** Things to do **
**a)** From the population essay, write out the passage starting with "Since the time" and going on through "managed agricultural systems.".
**b)** List every person the population essay mentions by name.

*** Selected text ***

The Population Paradox

Since the time of Robert Malthus, we have been keenly aware that humans, like all creatures, live within environmental limits.

The English economist and demographer theorized two centuries ago that population growth will always tend to outrun food supply and that betterment of humankind is impossible without stern curbs on reproduction.

Certainly, exceeding these limits leads to particular consequences for the population concerned. Humans, however, have been rather smarter in their ability to adapt the environment to produce ever-increasing amounts of food through various managed agricultural systems.

Yet in these days of climate, natural resource and biodiversity concerns — or, as many believe, crises — a pertinent question would be: How many people can the Earth sustain? On the face of it, that is a simple question with no simple answer. But there is no denying that it would be very helpful to have a single number for the carrying capacity of the Earth.

Perhaps the only sensible response is: “It depends what you eat”. And some would argue that what we eat mainly, at present, is fossil fuels (see How much oil do Americans eat). Given the heavy reliance on fossil fuels in modern agriculture, a dramatic claim was made by geologist Dale Allen Pfeiffer back in 2004 that the advent of peak oil may necessitate a population decline of two thirds to around 2 billion people.

Eating at different tables

Of course “eat” here is used interchangeably with consume/drive/use to generate energy, etc. The problem is there is not just one world; there are many and we all eat differently. The gains of technology and modern agricultural practice and by association, our relative ability to consume, have not been equally distributed. Darek Gondor’s essay last month included a stunning statistic illustrating this: just 10% of the world’s population accounts for 60% of the world’s consumption.

So, ironically, for a global problem like climate change, the term global population is meaningless. One cannot talk meaningfully about population without talking about the associated consumption. And if populations all consumed equally, the argument would be a whole lot simpler.

As usual, the devil is in the detail. Western Europeans get 10 times the calorific intake from meat than do those in the least developed countries of the world. The US has 25 times as many cars per 1,000 people as China. Norway consumes around 50 times the amount of household electricity than does Indonesia.

Recent figures from David Satterthwaite of the International Institute for Environment and Development further illustrate this complexity with respect to population. Between 1980 and 2005, sub-Saharan Africa increased its global share of population by 18.5% but its CO2 emissions by only 2.4%. China’s share, on the other hand, increased by 15.3 % for population and 44.5% for CO2 emissions. This is one example of why, in the truest sense, there is no population but populations.

Populations, economies, consumption

But people are a very visible entity. A large collection of people, especially in densely populated (but low emission) slums is more visible than the embodied emissions in a kilo of meat or a designer handbag. There are of course sound reasons for family planning, particularly local environmental ones. However, when talking about climate change, which is an issue of consumption, it is lazy thinking to imagine that limiting the population of the most populous or fastest growing  nations will be a magic solution to the problem.

[quote quote=”This is the confusing paradox: Lifting people out of poverty not only slows population growth, it also enables consumption.” ]

Condoms are great, but actually the world’s most effective contraceptive to date is economic development. Increasing affluence in time brings with it lower fertility as a co-benefit. But it also means increasing consumption levels and these have proportionally more impact than the consumption of a poorer child or two. A little affluence goes a long way to increasing consumption. This is the confusing paradox: Lifting people out of poverty not only slows population growth, it also enables consumption.

*** Extracted data ***

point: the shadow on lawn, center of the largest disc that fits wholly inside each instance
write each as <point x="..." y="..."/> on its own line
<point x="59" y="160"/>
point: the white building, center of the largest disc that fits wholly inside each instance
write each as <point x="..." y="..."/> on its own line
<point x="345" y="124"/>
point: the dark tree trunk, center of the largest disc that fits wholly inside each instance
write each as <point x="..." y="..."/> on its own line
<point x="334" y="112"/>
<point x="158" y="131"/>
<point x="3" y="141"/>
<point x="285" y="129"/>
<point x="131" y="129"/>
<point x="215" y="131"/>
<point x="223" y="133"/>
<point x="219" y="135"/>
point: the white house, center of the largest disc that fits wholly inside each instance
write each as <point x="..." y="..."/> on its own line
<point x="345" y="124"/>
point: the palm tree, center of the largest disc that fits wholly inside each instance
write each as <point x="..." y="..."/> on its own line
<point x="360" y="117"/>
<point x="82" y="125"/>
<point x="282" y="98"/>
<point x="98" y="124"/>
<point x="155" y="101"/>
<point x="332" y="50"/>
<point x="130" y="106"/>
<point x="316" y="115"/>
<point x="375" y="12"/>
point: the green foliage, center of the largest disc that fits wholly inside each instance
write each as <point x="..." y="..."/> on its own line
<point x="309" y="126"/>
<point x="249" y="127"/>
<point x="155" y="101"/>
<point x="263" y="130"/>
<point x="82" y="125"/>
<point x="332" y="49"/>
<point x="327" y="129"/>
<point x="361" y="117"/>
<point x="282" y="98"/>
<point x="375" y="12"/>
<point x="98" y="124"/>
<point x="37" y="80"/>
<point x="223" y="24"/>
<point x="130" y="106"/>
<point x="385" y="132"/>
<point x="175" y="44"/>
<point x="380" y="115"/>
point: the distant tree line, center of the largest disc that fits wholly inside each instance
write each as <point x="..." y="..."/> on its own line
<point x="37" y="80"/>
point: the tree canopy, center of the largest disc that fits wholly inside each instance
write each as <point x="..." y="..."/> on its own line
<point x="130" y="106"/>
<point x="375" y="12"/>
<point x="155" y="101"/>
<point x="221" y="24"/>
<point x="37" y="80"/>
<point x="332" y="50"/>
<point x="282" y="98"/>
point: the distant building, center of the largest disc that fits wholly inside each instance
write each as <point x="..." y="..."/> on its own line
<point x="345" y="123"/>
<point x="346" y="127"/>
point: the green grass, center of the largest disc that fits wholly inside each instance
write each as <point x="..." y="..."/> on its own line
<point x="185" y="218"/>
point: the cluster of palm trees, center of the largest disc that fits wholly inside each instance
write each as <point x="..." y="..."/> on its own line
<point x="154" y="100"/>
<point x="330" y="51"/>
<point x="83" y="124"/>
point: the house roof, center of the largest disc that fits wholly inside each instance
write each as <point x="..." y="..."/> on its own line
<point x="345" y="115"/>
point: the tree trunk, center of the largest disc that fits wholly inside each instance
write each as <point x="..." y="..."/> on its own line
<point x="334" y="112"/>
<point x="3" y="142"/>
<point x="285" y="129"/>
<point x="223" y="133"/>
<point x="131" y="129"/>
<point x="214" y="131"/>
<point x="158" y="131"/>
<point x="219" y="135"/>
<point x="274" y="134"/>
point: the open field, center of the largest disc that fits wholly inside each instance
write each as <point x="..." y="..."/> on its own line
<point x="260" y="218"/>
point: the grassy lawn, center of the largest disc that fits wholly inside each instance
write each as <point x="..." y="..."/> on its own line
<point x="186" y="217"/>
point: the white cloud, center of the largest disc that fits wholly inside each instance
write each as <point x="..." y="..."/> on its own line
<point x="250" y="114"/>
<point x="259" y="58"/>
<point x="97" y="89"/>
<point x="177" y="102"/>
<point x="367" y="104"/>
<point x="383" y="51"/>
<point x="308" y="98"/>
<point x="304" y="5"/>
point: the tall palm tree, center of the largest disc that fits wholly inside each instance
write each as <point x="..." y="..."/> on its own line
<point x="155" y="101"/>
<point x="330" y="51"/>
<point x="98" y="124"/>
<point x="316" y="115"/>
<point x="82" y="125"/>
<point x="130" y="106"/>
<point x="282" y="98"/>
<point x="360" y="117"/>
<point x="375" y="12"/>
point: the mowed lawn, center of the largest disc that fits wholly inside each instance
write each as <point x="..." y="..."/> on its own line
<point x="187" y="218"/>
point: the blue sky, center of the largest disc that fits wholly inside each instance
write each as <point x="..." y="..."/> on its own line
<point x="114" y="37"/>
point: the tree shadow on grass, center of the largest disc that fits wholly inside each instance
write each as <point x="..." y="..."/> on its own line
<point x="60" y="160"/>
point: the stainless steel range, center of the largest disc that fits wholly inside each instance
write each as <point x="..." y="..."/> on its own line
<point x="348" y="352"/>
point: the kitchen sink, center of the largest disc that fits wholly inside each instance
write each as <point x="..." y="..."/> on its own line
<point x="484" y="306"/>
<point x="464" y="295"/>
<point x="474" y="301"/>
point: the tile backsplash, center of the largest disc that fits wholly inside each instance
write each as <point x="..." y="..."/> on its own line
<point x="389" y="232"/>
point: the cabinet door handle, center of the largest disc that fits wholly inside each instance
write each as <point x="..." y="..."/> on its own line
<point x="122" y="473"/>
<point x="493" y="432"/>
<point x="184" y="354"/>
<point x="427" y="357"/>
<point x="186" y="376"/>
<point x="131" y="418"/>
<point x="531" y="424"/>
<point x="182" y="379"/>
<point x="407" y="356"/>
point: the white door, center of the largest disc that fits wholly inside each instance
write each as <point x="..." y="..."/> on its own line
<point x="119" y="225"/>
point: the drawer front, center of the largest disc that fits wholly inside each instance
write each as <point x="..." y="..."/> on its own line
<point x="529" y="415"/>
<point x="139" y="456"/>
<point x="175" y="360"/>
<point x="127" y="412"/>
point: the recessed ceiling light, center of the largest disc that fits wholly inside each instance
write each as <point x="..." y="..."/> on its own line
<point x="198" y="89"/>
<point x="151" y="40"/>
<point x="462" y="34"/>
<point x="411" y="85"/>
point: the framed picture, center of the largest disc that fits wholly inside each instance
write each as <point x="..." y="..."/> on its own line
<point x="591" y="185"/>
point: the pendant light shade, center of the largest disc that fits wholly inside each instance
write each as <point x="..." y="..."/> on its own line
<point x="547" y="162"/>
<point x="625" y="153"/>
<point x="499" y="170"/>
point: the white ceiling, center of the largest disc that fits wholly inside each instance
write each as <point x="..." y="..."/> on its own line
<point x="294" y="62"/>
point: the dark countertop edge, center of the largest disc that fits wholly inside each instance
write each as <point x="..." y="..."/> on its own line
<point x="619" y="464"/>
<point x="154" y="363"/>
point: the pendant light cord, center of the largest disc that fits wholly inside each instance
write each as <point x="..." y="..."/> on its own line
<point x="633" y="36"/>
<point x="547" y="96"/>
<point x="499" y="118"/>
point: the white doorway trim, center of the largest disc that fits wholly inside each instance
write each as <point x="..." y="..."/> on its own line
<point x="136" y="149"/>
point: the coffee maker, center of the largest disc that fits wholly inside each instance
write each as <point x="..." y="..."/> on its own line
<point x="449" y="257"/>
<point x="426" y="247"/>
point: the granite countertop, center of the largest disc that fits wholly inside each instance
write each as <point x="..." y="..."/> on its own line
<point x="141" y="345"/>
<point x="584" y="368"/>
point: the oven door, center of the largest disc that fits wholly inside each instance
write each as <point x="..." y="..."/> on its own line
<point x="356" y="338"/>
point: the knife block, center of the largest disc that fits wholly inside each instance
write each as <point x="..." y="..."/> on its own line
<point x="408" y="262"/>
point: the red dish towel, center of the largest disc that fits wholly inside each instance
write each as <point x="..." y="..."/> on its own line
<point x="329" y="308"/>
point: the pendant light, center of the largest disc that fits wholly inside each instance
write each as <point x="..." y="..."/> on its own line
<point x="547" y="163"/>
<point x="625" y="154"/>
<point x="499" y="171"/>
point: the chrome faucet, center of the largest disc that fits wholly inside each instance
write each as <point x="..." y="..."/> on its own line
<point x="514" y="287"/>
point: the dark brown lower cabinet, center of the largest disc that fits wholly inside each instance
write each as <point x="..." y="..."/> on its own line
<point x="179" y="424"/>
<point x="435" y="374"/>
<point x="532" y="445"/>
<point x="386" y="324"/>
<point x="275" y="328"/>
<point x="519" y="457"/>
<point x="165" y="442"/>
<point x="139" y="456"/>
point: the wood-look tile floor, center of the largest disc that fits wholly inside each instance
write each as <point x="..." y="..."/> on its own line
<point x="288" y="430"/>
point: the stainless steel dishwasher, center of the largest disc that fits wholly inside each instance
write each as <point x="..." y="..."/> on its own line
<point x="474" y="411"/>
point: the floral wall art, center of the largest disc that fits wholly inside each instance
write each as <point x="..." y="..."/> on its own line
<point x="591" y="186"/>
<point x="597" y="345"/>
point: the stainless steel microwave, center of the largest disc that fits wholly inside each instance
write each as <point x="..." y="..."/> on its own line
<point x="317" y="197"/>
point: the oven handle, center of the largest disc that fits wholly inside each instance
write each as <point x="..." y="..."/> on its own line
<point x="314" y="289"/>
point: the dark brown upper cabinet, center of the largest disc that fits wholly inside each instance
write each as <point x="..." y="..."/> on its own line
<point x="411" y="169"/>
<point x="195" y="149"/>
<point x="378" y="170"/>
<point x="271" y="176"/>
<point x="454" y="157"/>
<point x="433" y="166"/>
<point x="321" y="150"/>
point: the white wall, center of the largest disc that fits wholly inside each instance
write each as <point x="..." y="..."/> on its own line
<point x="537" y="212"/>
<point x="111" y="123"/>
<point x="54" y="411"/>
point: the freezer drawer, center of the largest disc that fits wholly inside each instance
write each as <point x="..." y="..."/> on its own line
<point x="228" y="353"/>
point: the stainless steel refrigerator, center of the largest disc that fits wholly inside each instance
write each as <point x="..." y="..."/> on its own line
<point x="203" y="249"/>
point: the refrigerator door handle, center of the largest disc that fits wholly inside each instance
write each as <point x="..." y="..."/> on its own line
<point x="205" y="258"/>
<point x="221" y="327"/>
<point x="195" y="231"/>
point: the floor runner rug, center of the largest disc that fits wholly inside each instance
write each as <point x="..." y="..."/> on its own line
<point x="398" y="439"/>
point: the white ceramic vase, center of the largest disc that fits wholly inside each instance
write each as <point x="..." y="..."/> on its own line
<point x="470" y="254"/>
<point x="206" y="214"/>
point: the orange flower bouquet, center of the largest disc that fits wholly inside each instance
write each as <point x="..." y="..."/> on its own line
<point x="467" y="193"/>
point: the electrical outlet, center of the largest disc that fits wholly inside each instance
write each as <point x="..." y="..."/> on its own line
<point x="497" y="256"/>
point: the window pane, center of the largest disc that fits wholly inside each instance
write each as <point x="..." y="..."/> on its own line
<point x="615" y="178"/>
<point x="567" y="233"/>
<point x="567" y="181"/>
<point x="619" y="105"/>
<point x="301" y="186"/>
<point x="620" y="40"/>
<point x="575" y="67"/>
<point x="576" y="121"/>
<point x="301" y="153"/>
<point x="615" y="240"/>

***

** Answers in order **
**a)**
Since the time of Robert Malthus, we have been keenly aware that humans, like all creatures, live within environmental limits.

The English economist and demographer theorized two centuries ago that population growth will always tend to outrun food supply and that betterment of humankind is impossible without stern curbs on reproduction.

Certainly, exceeding these limits leads to particular consequences for the population concerned. Humans, however, have been rather smarter in their ability to adapt the environment to produce ever-increasing amounts of food through various managed agricultural systems.

**b)**
Robert Malthus
Dale Allen Pfeiffer
Darek Gondor
David Satterthwaite